What the task requires ::
Everything from the line containing "Query: rear tire" down to the last line of the entries below must be transcribed exactly, and nothing else.
☆ ☆ ☆ ☆ ☆
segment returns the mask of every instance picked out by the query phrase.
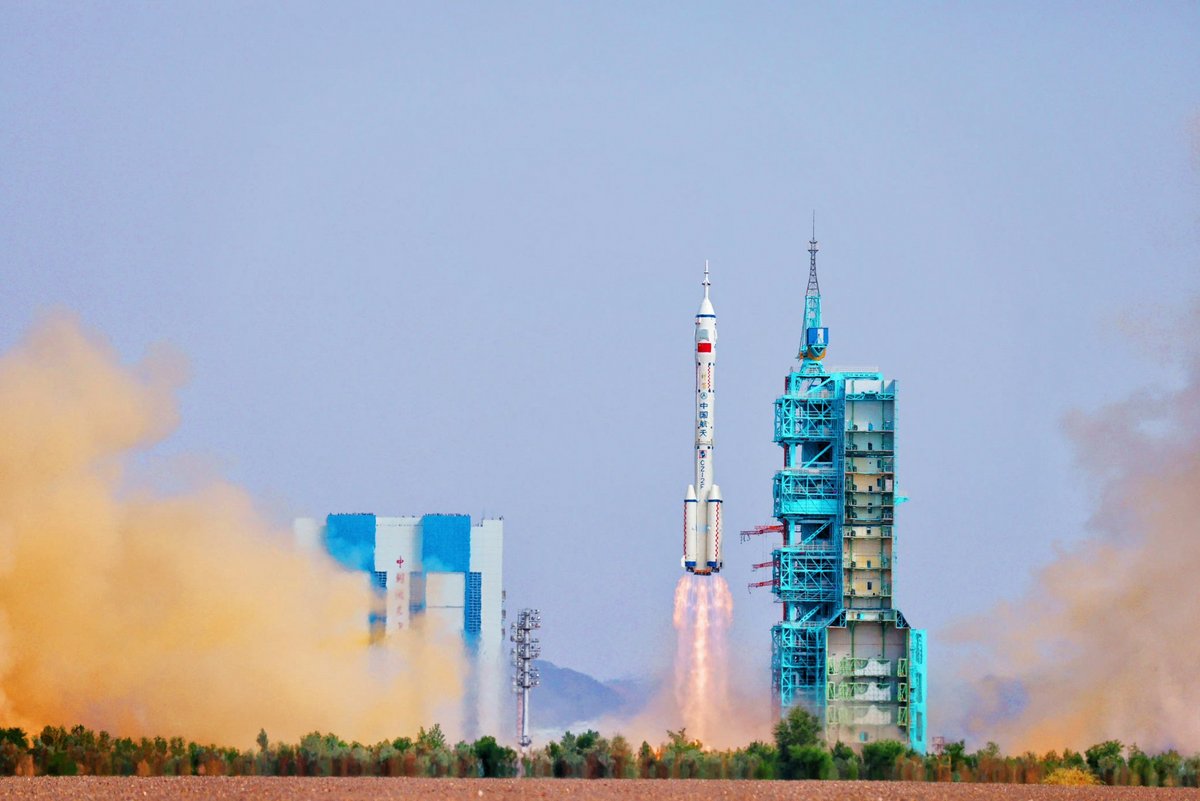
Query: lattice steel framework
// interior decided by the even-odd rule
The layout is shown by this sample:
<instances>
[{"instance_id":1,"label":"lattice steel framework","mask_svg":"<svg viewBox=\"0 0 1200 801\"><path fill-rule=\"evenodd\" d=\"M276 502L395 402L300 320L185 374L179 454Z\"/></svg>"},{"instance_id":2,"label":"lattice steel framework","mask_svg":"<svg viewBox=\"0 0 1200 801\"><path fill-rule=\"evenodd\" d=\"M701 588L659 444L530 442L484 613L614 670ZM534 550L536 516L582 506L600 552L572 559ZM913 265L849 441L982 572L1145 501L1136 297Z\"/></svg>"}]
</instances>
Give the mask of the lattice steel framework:
<instances>
[{"instance_id":1,"label":"lattice steel framework","mask_svg":"<svg viewBox=\"0 0 1200 801\"><path fill-rule=\"evenodd\" d=\"M825 627L842 598L843 408L840 382L808 359L775 402L784 467L772 495L783 546L771 553L772 586L783 620L771 630L771 672L784 709L820 713L825 702Z\"/></svg>"},{"instance_id":2,"label":"lattice steel framework","mask_svg":"<svg viewBox=\"0 0 1200 801\"><path fill-rule=\"evenodd\" d=\"M903 501L895 494L895 382L873 371L826 370L815 235L809 254L801 364L775 401L778 525L743 532L743 541L783 535L771 562L754 566L769 564L771 581L750 585L771 586L783 607L771 629L777 709L801 704L827 736L849 728L860 742L899 727L923 753L925 635L891 603L892 527ZM865 637L859 653L873 656L855 656L856 632ZM889 642L904 650L893 656Z\"/></svg>"},{"instance_id":3,"label":"lattice steel framework","mask_svg":"<svg viewBox=\"0 0 1200 801\"><path fill-rule=\"evenodd\" d=\"M517 745L521 752L533 743L529 738L529 691L541 683L541 675L533 660L542 655L541 642L533 632L542 627L542 613L537 609L522 609L512 624L508 639L513 643L513 692L517 694Z\"/></svg>"},{"instance_id":4,"label":"lattice steel framework","mask_svg":"<svg viewBox=\"0 0 1200 801\"><path fill-rule=\"evenodd\" d=\"M808 614L811 614L812 611ZM811 620L771 627L771 681L780 703L820 709L825 673L825 630Z\"/></svg>"}]
</instances>

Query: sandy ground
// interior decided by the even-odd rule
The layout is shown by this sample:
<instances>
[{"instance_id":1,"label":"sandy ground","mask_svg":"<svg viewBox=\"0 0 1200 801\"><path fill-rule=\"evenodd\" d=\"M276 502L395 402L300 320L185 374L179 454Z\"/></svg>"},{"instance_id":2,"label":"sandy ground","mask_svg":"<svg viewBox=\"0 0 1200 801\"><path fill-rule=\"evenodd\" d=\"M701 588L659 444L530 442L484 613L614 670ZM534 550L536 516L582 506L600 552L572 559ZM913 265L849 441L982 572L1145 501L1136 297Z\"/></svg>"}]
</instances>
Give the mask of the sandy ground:
<instances>
[{"instance_id":1,"label":"sandy ground","mask_svg":"<svg viewBox=\"0 0 1200 801\"><path fill-rule=\"evenodd\" d=\"M732 781L583 781L576 779L292 779L292 778L151 778L43 776L0 778L2 799L849 799L849 801L974 801L974 799L1111 798L1188 799L1195 789L1146 787L1044 787L1021 784L913 784L907 782L732 782Z\"/></svg>"}]
</instances>

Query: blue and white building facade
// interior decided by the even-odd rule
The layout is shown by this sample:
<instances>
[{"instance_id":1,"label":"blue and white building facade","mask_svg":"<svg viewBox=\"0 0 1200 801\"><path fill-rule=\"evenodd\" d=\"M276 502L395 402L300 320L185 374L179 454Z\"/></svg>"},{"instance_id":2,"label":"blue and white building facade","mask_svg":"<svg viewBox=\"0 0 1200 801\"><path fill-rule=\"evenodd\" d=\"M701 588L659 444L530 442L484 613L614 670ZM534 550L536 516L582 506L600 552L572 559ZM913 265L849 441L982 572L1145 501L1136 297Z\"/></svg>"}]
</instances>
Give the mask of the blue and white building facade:
<instances>
[{"instance_id":1,"label":"blue and white building facade","mask_svg":"<svg viewBox=\"0 0 1200 801\"><path fill-rule=\"evenodd\" d=\"M458 633L469 663L464 694L465 736L511 728L504 659L504 521L472 525L468 515L383 517L331 514L295 521L297 542L321 548L351 570L370 575L381 603L374 636L414 625Z\"/></svg>"}]
</instances>

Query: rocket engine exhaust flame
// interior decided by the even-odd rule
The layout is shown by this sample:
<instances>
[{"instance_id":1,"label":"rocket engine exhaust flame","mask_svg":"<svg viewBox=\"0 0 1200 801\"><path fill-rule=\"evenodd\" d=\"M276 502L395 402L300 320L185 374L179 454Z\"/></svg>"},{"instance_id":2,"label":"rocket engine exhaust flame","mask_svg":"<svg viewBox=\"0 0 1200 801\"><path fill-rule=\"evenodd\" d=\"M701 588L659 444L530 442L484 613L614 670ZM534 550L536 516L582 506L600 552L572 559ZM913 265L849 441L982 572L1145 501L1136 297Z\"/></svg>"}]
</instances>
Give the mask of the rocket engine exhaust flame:
<instances>
[{"instance_id":1,"label":"rocket engine exhaust flame","mask_svg":"<svg viewBox=\"0 0 1200 801\"><path fill-rule=\"evenodd\" d=\"M733 596L720 576L675 585L675 702L690 736L708 743L732 712L726 634Z\"/></svg>"},{"instance_id":2,"label":"rocket engine exhaust flame","mask_svg":"<svg viewBox=\"0 0 1200 801\"><path fill-rule=\"evenodd\" d=\"M365 576L289 547L236 487L122 480L175 423L178 371L152 361L62 318L0 356L0 726L249 745L438 719L461 652L369 647Z\"/></svg>"}]
</instances>

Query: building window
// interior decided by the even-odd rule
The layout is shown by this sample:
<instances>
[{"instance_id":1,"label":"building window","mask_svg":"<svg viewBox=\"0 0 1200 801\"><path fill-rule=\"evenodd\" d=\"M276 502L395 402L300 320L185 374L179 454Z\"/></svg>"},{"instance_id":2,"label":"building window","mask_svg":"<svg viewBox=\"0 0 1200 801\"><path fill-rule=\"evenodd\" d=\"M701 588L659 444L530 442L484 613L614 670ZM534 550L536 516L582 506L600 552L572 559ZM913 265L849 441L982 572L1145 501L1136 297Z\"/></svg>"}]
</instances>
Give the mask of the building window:
<instances>
[{"instance_id":1,"label":"building window","mask_svg":"<svg viewBox=\"0 0 1200 801\"><path fill-rule=\"evenodd\" d=\"M467 574L466 609L463 610L463 630L478 634L483 629L483 574Z\"/></svg>"},{"instance_id":2,"label":"building window","mask_svg":"<svg viewBox=\"0 0 1200 801\"><path fill-rule=\"evenodd\" d=\"M374 577L372 583L374 583L374 585L376 587L378 587L379 589L386 590L387 589L387 571L386 570L376 570L375 577Z\"/></svg>"}]
</instances>

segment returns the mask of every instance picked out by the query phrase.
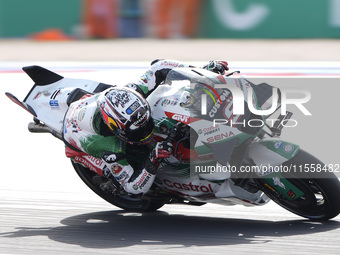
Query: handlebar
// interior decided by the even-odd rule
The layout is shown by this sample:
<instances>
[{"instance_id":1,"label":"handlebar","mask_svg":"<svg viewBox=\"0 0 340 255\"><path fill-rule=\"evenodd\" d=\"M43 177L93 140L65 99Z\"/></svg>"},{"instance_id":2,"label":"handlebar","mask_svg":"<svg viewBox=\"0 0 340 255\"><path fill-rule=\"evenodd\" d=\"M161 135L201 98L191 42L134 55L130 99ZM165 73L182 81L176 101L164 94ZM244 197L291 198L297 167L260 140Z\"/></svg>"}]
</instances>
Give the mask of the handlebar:
<instances>
[{"instance_id":1,"label":"handlebar","mask_svg":"<svg viewBox=\"0 0 340 255\"><path fill-rule=\"evenodd\" d=\"M170 142L171 144L173 144L174 142L177 142L176 147L174 148L174 154L173 154L176 158L178 156L177 155L178 146L180 145L180 143L185 141L190 136L189 130L187 130L185 135L180 140L178 141L176 140L176 136L178 132L181 132L180 130L181 125L183 125L181 122L178 122L176 125L174 125L174 127L169 130L168 137L165 139L165 141Z\"/></svg>"},{"instance_id":2,"label":"handlebar","mask_svg":"<svg viewBox=\"0 0 340 255\"><path fill-rule=\"evenodd\" d=\"M165 139L165 141L174 143L176 141L175 137L177 135L178 128L175 126L169 130L168 137Z\"/></svg>"}]
</instances>

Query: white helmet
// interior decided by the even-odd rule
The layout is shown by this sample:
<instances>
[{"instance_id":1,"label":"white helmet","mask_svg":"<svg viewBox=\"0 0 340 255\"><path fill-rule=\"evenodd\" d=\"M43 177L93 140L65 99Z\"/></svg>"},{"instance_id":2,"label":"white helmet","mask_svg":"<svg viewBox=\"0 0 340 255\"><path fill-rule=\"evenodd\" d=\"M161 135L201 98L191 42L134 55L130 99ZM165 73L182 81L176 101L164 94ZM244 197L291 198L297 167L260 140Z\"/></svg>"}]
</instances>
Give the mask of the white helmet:
<instances>
[{"instance_id":1,"label":"white helmet","mask_svg":"<svg viewBox=\"0 0 340 255\"><path fill-rule=\"evenodd\" d=\"M131 144L151 140L154 123L148 102L129 88L110 88L101 93L98 107L106 125L120 139Z\"/></svg>"}]
</instances>

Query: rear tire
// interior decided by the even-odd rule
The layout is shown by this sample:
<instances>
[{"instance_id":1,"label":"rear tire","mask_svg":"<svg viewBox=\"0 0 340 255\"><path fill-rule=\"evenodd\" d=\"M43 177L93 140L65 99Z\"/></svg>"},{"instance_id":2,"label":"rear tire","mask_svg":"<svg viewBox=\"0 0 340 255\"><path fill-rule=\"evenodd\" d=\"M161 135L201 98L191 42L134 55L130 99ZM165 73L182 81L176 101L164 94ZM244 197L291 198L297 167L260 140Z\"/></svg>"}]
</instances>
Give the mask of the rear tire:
☆ ☆ ☆ ☆ ☆
Completed exercise ::
Query: rear tire
// interior decided by the even-odd rule
The layout is shown by this sample:
<instances>
[{"instance_id":1,"label":"rear tire","mask_svg":"<svg viewBox=\"0 0 340 255\"><path fill-rule=\"evenodd\" d=\"M43 177L93 140L65 99Z\"/></svg>"},{"instance_id":2,"label":"rear tire","mask_svg":"<svg viewBox=\"0 0 340 255\"><path fill-rule=\"evenodd\" d=\"M161 135L201 98L191 42L134 55L130 99ZM165 73L182 81L176 101L164 94ZM244 197L291 198L297 167L260 140Z\"/></svg>"}]
</instances>
Give the mask of the rear tire:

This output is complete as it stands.